**ACTIVITY:**
Go through the records below and restate each one word for word.

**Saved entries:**
· · · ·

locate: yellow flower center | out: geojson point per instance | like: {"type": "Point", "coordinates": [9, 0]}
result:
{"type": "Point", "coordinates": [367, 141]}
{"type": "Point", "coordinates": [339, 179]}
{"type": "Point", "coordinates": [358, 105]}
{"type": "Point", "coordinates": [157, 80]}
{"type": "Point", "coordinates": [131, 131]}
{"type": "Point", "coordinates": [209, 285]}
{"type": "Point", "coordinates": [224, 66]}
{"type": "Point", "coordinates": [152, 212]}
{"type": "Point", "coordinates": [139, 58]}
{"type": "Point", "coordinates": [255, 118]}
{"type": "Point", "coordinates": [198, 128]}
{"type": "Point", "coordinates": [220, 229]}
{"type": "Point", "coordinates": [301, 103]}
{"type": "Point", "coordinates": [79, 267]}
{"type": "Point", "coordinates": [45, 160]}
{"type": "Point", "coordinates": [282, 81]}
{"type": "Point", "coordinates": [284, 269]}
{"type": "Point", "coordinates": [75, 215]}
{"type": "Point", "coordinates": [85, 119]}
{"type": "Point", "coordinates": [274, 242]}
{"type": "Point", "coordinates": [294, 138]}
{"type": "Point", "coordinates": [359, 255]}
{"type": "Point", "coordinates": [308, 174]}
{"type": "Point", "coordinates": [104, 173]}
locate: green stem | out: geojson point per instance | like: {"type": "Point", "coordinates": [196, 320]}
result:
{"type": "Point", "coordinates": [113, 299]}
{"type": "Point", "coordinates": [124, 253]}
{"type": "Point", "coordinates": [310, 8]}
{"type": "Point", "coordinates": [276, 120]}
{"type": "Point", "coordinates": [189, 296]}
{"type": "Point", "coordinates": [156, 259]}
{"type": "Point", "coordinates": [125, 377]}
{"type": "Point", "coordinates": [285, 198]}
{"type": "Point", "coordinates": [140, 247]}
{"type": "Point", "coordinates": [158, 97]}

· · · ·

**RESULT OF THE TASK:**
locate: yellow flower center | out: geojson point per instance | like: {"type": "Point", "coordinates": [9, 0]}
result:
{"type": "Point", "coordinates": [367, 141]}
{"type": "Point", "coordinates": [339, 179]}
{"type": "Point", "coordinates": [358, 105]}
{"type": "Point", "coordinates": [157, 80]}
{"type": "Point", "coordinates": [131, 131]}
{"type": "Point", "coordinates": [209, 285]}
{"type": "Point", "coordinates": [224, 66]}
{"type": "Point", "coordinates": [152, 212]}
{"type": "Point", "coordinates": [139, 58]}
{"type": "Point", "coordinates": [255, 118]}
{"type": "Point", "coordinates": [198, 128]}
{"type": "Point", "coordinates": [220, 229]}
{"type": "Point", "coordinates": [301, 103]}
{"type": "Point", "coordinates": [79, 267]}
{"type": "Point", "coordinates": [45, 160]}
{"type": "Point", "coordinates": [282, 81]}
{"type": "Point", "coordinates": [284, 269]}
{"type": "Point", "coordinates": [75, 215]}
{"type": "Point", "coordinates": [85, 119]}
{"type": "Point", "coordinates": [274, 242]}
{"type": "Point", "coordinates": [294, 138]}
{"type": "Point", "coordinates": [359, 255]}
{"type": "Point", "coordinates": [308, 174]}
{"type": "Point", "coordinates": [104, 173]}
locate: green stem | out: geojson point per instance | like: {"type": "Point", "coordinates": [196, 320]}
result:
{"type": "Point", "coordinates": [113, 299]}
{"type": "Point", "coordinates": [124, 253]}
{"type": "Point", "coordinates": [310, 8]}
{"type": "Point", "coordinates": [276, 120]}
{"type": "Point", "coordinates": [189, 296]}
{"type": "Point", "coordinates": [156, 259]}
{"type": "Point", "coordinates": [125, 377]}
{"type": "Point", "coordinates": [285, 198]}
{"type": "Point", "coordinates": [140, 247]}
{"type": "Point", "coordinates": [158, 97]}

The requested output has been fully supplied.